TO BE DONE:
Extract every line starting at the line that contains "Where can the wooden privacy" and ending with the final line of the data, inclusive; give only those lines, word for word.

--- start of RECORD EXTRACTS ---

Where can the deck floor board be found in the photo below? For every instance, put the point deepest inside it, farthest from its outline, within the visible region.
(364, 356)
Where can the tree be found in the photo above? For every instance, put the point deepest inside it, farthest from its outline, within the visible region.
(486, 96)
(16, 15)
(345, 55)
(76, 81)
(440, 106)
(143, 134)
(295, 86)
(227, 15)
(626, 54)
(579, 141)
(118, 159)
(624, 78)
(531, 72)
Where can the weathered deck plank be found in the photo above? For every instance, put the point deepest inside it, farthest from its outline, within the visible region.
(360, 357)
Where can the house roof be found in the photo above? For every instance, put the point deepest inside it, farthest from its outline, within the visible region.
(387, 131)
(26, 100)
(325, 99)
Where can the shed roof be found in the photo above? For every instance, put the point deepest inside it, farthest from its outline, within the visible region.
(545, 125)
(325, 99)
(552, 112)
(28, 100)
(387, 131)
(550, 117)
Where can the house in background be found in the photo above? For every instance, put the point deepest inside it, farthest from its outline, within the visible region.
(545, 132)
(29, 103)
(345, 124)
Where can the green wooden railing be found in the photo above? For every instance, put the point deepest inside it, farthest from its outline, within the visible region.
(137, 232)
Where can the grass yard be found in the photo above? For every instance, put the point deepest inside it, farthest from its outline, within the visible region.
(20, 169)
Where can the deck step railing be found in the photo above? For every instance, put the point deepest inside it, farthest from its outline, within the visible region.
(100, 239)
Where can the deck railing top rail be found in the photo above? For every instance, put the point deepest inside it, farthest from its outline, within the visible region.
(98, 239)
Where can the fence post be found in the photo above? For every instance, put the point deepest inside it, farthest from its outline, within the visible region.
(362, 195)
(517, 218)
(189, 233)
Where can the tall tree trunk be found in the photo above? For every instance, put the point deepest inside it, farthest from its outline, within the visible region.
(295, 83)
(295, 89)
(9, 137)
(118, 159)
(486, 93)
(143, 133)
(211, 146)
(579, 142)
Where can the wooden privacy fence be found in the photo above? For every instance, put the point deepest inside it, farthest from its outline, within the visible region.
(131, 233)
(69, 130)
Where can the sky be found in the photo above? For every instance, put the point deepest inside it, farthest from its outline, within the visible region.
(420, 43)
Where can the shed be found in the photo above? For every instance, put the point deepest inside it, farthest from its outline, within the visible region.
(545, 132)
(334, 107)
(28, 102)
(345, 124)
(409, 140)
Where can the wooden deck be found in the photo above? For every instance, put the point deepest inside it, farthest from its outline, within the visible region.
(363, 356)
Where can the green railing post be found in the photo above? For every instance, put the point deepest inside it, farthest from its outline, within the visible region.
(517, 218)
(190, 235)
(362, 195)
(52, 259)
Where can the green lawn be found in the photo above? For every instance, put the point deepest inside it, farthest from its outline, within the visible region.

--- end of RECORD EXTRACTS ---

THE ANSWER:
Where can the wooden privacy fence be found in the photo above? For every instance, put the point deepest inside it, farthest from its outline, within the visible region.
(131, 233)
(69, 130)
Where can the sky be found in the photo above? For every instance, put the point deepest inside it, farthest from its outline, within the visible region.
(420, 43)
Where can the shed be found in the photo above? For every instance, put the point deepest inside it, farthest from its outline, within the visible region.
(545, 132)
(334, 107)
(28, 102)
(345, 124)
(409, 140)
Where can the wooden deck be found in the photo above? For every instance, put the point deepest inside it, farthest from its outline, within the visible region.
(363, 356)
Where can the green railing post be found in the photo above? For every instance, put the point deepest inside it, farthest from its outline, within the visible region.
(517, 218)
(190, 235)
(362, 195)
(52, 259)
Where can the green lawn be found in the photo above? For every instance, put the point deepest inside it, farthest from its outline, within the visible region.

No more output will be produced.